EXCERPTED TEXT —
There are many possible approaches for such a color mapping. The simplest is sketched in the program below.
![Custom Color Maps Updated]()
The core of this snippet is the initColorMap method. It takes a number of interpolation steps and an array of colors to interpolate between. In the screenshot, these have been
- red
- red, green
- red, green, blue (like in the first image of the question)
- red, yellow, green, cyan, blue, magenta
- black, orange, white, blue, dark blue (an attempt to obtain a color map similar to that from the second image in the question)
- red, green, blue, sampled with a sine function
The method returns an int array containing the RGB values of the interpolated colors. This might be used directly. But for an improved versatility, these arrays are wrapped into a ColorMap1D interface, which offers a method that returns an RGB color for any given value between 0.0 and 1.0.

INSTRUCTION —
Continue the explanation of interpolated color maps, picking up after its last sentence.

DATASET EXTRACT —
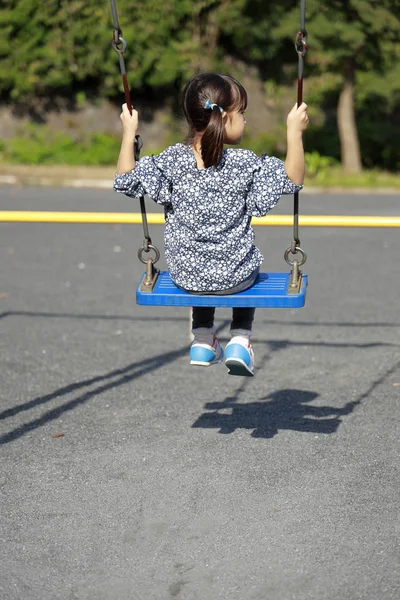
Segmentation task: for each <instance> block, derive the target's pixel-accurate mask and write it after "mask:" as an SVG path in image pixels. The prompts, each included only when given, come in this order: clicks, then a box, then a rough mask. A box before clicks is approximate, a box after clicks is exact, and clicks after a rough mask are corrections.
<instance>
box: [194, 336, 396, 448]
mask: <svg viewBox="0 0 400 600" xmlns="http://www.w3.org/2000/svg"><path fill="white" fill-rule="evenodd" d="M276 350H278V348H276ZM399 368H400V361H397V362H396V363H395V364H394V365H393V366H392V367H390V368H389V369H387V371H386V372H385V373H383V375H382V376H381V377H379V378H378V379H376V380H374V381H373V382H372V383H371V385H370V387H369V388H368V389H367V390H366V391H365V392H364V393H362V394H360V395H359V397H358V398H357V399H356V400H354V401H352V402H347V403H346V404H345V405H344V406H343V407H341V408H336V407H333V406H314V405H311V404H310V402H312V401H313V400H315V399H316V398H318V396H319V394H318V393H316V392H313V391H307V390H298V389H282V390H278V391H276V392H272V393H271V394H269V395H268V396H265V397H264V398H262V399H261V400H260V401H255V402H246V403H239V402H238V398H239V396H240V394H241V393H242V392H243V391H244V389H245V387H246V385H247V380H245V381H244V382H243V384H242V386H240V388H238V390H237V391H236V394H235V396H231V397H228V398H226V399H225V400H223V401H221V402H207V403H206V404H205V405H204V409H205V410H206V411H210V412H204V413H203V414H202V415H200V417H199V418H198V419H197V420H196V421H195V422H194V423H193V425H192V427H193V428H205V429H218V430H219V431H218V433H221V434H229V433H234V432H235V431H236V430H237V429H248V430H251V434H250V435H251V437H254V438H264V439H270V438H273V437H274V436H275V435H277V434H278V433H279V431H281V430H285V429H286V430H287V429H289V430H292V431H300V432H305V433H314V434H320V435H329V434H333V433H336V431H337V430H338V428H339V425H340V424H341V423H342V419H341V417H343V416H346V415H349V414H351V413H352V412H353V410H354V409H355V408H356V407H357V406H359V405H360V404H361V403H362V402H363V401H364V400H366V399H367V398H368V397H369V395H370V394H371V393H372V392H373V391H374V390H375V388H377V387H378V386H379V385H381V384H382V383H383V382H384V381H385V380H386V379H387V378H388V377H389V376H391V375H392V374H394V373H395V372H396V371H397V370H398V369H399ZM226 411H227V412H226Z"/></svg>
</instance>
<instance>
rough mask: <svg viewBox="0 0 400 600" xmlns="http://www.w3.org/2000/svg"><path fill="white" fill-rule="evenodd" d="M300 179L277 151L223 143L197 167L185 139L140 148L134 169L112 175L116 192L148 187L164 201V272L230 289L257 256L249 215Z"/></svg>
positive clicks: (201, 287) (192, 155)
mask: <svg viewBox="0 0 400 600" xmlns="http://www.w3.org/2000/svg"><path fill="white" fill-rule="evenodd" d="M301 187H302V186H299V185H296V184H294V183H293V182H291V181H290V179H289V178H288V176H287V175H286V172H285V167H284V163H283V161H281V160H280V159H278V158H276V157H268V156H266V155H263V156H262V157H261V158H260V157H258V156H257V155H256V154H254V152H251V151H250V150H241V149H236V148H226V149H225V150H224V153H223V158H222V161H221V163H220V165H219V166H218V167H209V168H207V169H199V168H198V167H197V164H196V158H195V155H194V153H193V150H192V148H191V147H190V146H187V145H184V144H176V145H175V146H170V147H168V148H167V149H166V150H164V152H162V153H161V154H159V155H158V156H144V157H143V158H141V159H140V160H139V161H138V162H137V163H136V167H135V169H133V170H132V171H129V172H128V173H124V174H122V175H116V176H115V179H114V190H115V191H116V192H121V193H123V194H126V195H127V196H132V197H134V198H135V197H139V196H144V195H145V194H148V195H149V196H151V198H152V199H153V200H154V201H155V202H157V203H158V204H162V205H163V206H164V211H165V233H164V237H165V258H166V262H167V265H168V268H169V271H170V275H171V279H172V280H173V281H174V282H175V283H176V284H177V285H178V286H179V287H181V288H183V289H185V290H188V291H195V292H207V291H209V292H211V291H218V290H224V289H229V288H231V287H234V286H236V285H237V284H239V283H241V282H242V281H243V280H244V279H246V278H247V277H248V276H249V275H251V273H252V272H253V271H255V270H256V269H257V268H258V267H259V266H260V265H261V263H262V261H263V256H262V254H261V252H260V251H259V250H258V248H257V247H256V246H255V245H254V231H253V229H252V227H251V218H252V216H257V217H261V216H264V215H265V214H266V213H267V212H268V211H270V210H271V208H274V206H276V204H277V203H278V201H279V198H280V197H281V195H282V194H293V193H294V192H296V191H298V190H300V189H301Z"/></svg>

ANSWER SPACE —
For your application case, this could probably used like this:
double value = (double)iterations / maxIterations;
int rgb = colorMap.getColor(value);
(EDIT: The following description and the code have been updated and extended based on the request in the comment)
Such a "normalization" to the range [0.0, 1.0] and the abstraction using interfaces is often beneficial.
As a demonstration of the effects that are possible with this abstraction: The ColorMaps1D class contains several methods to create ColorMap1D instances:
ColorMaps1D#createDefault(int steps, Color ... colors): Creates a default color map that interpolates over a given sequence of colors with a predefined number of steps (the "resolution" of the color map)ColorMaps1D#create(ColorMap1D delegate, DoubleFunction<Double> function) : This method creates a color map where the argument of the getColor method is transformed with the given function before it is passed the the getColor method of the given delegate.
Thus, one can easily create a ColorMap1D that interpolates non-linearly between colors. One could even create a ColorMap1D implementation that interpolates over several other color maps.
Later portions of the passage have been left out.